• **TASK**
For each line of the data below that includes the string "blue", count one, and answer with the sum only.

(Extracted data entries)

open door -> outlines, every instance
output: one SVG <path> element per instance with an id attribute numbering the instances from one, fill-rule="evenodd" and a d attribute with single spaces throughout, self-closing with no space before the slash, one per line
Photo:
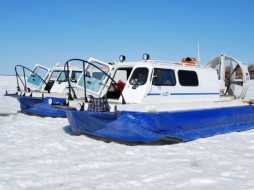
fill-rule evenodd
<path id="1" fill-rule="evenodd" d="M 47 82 L 50 69 L 42 65 L 36 64 L 32 71 L 33 72 L 30 73 L 26 82 L 31 90 L 40 91 L 44 84 L 43 80 Z"/>
<path id="2" fill-rule="evenodd" d="M 109 80 L 107 74 L 110 73 L 112 65 L 92 58 L 88 62 L 76 87 L 84 92 L 84 97 L 85 94 L 102 97 L 109 88 L 106 85 Z"/>

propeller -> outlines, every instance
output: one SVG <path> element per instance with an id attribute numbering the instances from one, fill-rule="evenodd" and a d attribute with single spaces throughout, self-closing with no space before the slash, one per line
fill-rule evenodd
<path id="1" fill-rule="evenodd" d="M 242 81 L 232 81 L 231 80 L 231 77 L 232 75 L 236 72 L 236 70 L 239 68 L 240 66 L 239 65 L 236 65 L 236 67 L 234 68 L 234 70 L 232 71 L 232 73 L 230 75 L 227 75 L 225 77 L 225 84 L 226 84 L 226 92 L 225 94 L 230 94 L 230 95 L 233 95 L 234 92 L 233 90 L 230 88 L 230 85 L 231 84 L 235 84 L 235 85 L 239 85 L 239 86 L 243 86 L 243 82 Z"/>
<path id="2" fill-rule="evenodd" d="M 220 55 L 214 57 L 207 63 L 208 67 L 215 69 L 218 73 L 218 79 L 221 82 L 220 92 L 223 95 L 233 95 L 235 98 L 244 98 L 249 87 L 248 67 L 237 59 Z M 227 67 L 230 67 L 229 74 L 226 74 Z M 236 72 L 242 76 L 237 76 Z"/>

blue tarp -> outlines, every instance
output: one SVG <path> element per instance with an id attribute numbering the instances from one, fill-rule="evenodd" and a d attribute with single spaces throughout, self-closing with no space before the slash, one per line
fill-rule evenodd
<path id="1" fill-rule="evenodd" d="M 185 142 L 254 128 L 254 106 L 116 114 L 73 110 L 66 115 L 75 132 L 127 143 Z"/>

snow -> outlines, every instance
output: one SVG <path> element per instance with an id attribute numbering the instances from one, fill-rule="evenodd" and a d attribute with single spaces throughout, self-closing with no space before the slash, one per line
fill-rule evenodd
<path id="1" fill-rule="evenodd" d="M 254 81 L 251 81 L 254 97 Z M 0 189 L 254 189 L 254 130 L 163 146 L 72 136 L 67 119 L 20 113 L 0 76 Z"/>

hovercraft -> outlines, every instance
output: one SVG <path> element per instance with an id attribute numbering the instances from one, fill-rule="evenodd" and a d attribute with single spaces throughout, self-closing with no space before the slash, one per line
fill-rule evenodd
<path id="1" fill-rule="evenodd" d="M 253 100 L 244 99 L 250 76 L 243 62 L 225 55 L 204 66 L 192 58 L 169 62 L 148 54 L 142 61 L 120 60 L 82 73 L 77 85 L 96 93 L 66 112 L 74 134 L 171 144 L 254 128 Z"/>

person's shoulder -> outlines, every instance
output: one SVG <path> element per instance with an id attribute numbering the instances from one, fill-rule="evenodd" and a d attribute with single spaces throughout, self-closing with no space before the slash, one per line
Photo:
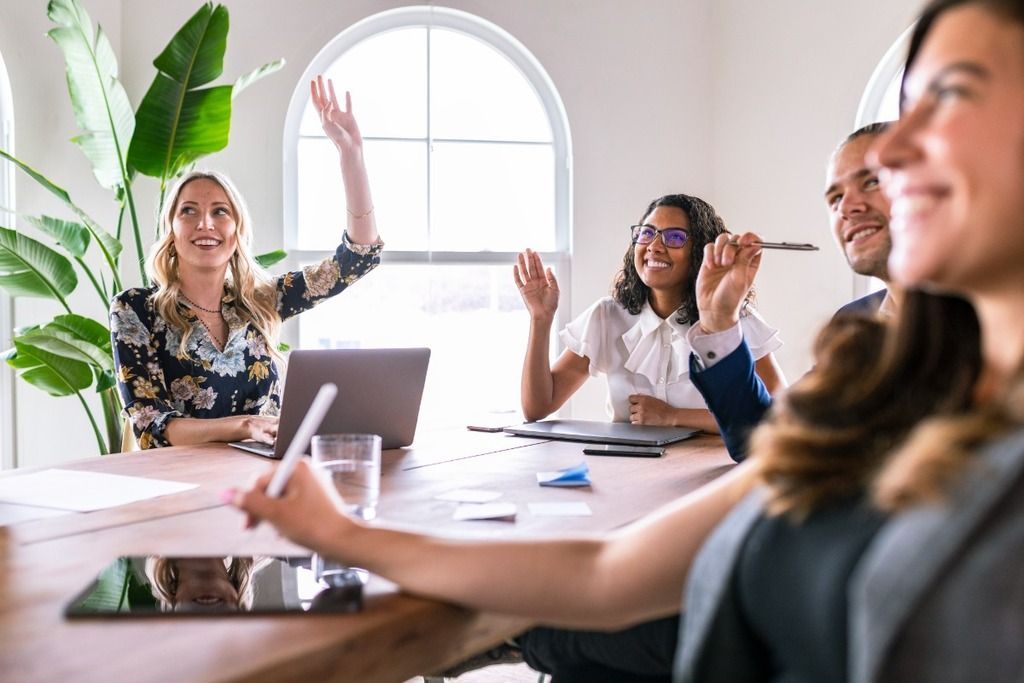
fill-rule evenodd
<path id="1" fill-rule="evenodd" d="M 128 305 L 145 303 L 156 294 L 156 289 L 156 287 L 132 287 L 114 295 L 113 301 Z"/>
<path id="2" fill-rule="evenodd" d="M 124 310 L 130 308 L 135 311 L 136 315 L 141 317 L 148 316 L 148 312 L 153 308 L 153 296 L 157 292 L 157 287 L 132 287 L 126 289 L 123 292 L 115 295 L 110 301 L 111 311 L 118 309 Z"/>
<path id="3" fill-rule="evenodd" d="M 877 292 L 871 292 L 867 296 L 862 296 L 859 299 L 854 299 L 850 303 L 841 306 L 836 315 L 865 315 L 873 314 L 878 312 L 879 306 L 882 305 L 882 301 L 885 300 L 886 290 L 880 289 Z"/>
<path id="4" fill-rule="evenodd" d="M 601 297 L 587 309 L 587 312 L 599 314 L 604 320 L 629 320 L 636 317 L 611 296 Z"/>

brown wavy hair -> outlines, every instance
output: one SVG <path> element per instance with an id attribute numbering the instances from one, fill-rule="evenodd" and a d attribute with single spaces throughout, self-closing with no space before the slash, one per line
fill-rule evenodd
<path id="1" fill-rule="evenodd" d="M 818 335 L 814 361 L 751 437 L 774 513 L 799 517 L 872 489 L 922 422 L 968 414 L 981 372 L 978 318 L 959 297 L 908 291 L 894 323 L 835 318 Z M 903 480 L 904 489 L 912 483 Z"/>
<path id="2" fill-rule="evenodd" d="M 146 271 L 157 284 L 153 305 L 157 315 L 178 330 L 181 344 L 178 355 L 186 356 L 188 341 L 195 331 L 192 319 L 178 306 L 181 283 L 178 279 L 178 254 L 174 248 L 172 222 L 178 209 L 181 191 L 193 180 L 206 179 L 217 183 L 228 197 L 235 214 L 237 235 L 235 253 L 231 256 L 225 287 L 234 299 L 235 311 L 243 322 L 252 324 L 267 339 L 270 353 L 280 360 L 277 351 L 281 333 L 281 315 L 277 312 L 277 288 L 274 279 L 256 262 L 252 253 L 252 219 L 242 195 L 234 183 L 217 171 L 192 171 L 183 175 L 171 189 L 160 216 L 163 234 L 153 245 L 146 260 Z"/>

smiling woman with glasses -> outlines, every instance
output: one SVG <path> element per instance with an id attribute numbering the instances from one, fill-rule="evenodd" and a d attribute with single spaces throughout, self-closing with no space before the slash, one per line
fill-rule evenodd
<path id="1" fill-rule="evenodd" d="M 590 375 L 608 378 L 608 411 L 616 422 L 696 427 L 716 432 L 714 418 L 689 379 L 688 333 L 699 327 L 697 273 L 705 245 L 727 233 L 714 208 L 671 194 L 629 227 L 629 245 L 612 295 L 562 331 L 566 350 L 548 359 L 558 282 L 540 256 L 519 255 L 516 285 L 530 313 L 523 366 L 523 414 L 539 420 L 558 410 Z M 752 296 L 751 296 L 752 298 Z M 769 391 L 784 385 L 772 352 L 781 342 L 748 300 L 741 324 Z"/>

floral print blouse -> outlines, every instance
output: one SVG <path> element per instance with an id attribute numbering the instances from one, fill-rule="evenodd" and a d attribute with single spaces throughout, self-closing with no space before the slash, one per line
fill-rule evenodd
<path id="1" fill-rule="evenodd" d="M 333 256 L 277 278 L 277 311 L 282 320 L 338 294 L 380 264 L 383 244 L 359 245 L 348 235 Z M 269 343 L 243 321 L 225 293 L 221 313 L 228 339 L 220 351 L 209 332 L 193 326 L 187 353 L 178 355 L 182 330 L 156 314 L 156 287 L 118 294 L 110 309 L 117 384 L 125 414 L 140 448 L 169 446 L 165 431 L 174 417 L 277 415 L 280 374 Z M 186 318 L 192 309 L 179 302 Z"/>

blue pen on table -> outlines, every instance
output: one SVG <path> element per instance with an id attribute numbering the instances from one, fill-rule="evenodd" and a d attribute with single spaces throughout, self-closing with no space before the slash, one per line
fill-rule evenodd
<path id="1" fill-rule="evenodd" d="M 309 410 L 306 411 L 306 417 L 302 418 L 302 424 L 299 425 L 295 436 L 292 437 L 292 442 L 288 444 L 288 450 L 285 451 L 284 457 L 281 458 L 281 465 L 274 472 L 274 476 L 270 479 L 270 484 L 267 485 L 267 495 L 271 498 L 277 498 L 284 491 L 284 487 L 291 478 L 292 472 L 295 471 L 295 466 L 299 463 L 299 458 L 303 455 L 302 452 L 305 450 L 306 444 L 309 443 L 317 428 L 320 427 L 320 423 L 323 422 L 328 408 L 334 403 L 334 397 L 337 395 L 338 387 L 332 382 L 322 385 L 320 391 L 316 392 L 313 403 L 310 404 Z"/>

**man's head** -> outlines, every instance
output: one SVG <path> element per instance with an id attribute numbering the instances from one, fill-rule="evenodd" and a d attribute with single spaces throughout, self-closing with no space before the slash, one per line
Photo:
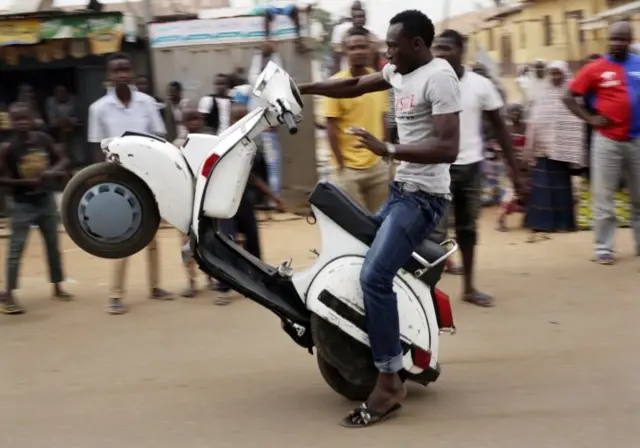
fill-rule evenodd
<path id="1" fill-rule="evenodd" d="M 271 55 L 276 51 L 276 46 L 272 40 L 265 40 L 262 42 L 262 56 L 265 58 L 271 57 Z"/>
<path id="2" fill-rule="evenodd" d="M 351 28 L 344 39 L 344 48 L 352 68 L 363 68 L 371 62 L 369 33 L 364 28 Z"/>
<path id="3" fill-rule="evenodd" d="M 147 95 L 149 94 L 151 91 L 151 83 L 146 75 L 136 76 L 136 89 L 142 93 L 146 93 Z"/>
<path id="4" fill-rule="evenodd" d="M 633 33 L 629 22 L 616 22 L 609 28 L 609 54 L 616 61 L 624 61 L 629 54 Z"/>
<path id="5" fill-rule="evenodd" d="M 533 72 L 536 74 L 536 78 L 542 79 L 545 75 L 545 69 L 547 64 L 542 59 L 538 59 L 533 63 Z"/>
<path id="6" fill-rule="evenodd" d="M 204 129 L 204 116 L 198 111 L 195 101 L 188 101 L 182 109 L 182 124 L 189 133 L 195 134 Z"/>
<path id="7" fill-rule="evenodd" d="M 430 55 L 435 29 L 431 19 L 410 9 L 396 14 L 387 31 L 387 59 L 404 75 L 424 64 Z"/>
<path id="8" fill-rule="evenodd" d="M 213 79 L 213 93 L 217 96 L 228 96 L 231 80 L 224 73 L 218 73 Z"/>
<path id="9" fill-rule="evenodd" d="M 178 103 L 182 99 L 182 84 L 171 81 L 167 87 L 167 98 L 173 103 Z"/>
<path id="10" fill-rule="evenodd" d="M 130 86 L 133 84 L 133 77 L 133 64 L 127 54 L 114 53 L 107 58 L 107 79 L 112 86 Z"/>
<path id="11" fill-rule="evenodd" d="M 9 106 L 9 120 L 11 120 L 11 128 L 17 132 L 29 132 L 35 127 L 31 107 L 24 102 Z"/>
<path id="12" fill-rule="evenodd" d="M 20 86 L 18 87 L 19 102 L 30 103 L 35 99 L 35 97 L 36 94 L 33 90 L 33 87 L 31 87 L 29 84 L 20 84 Z"/>
<path id="13" fill-rule="evenodd" d="M 351 22 L 353 26 L 357 28 L 364 28 L 367 24 L 367 13 L 364 9 L 352 9 L 351 10 Z"/>
<path id="14" fill-rule="evenodd" d="M 465 38 L 456 30 L 444 30 L 433 42 L 433 55 L 446 59 L 453 68 L 462 65 Z"/>
<path id="15" fill-rule="evenodd" d="M 53 89 L 53 96 L 58 102 L 65 103 L 69 100 L 69 91 L 65 86 L 56 86 Z"/>

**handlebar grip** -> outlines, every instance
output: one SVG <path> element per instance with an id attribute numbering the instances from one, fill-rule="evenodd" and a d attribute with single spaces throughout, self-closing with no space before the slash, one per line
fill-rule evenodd
<path id="1" fill-rule="evenodd" d="M 287 126 L 289 130 L 289 134 L 295 135 L 298 133 L 298 125 L 296 124 L 296 119 L 293 116 L 293 113 L 286 111 L 282 114 L 282 121 Z"/>

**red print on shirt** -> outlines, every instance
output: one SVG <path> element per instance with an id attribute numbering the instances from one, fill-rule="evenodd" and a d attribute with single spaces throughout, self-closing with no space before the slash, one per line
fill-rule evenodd
<path id="1" fill-rule="evenodd" d="M 396 113 L 408 112 L 416 107 L 415 95 L 396 97 Z"/>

• **YOUR RESPONSE**
2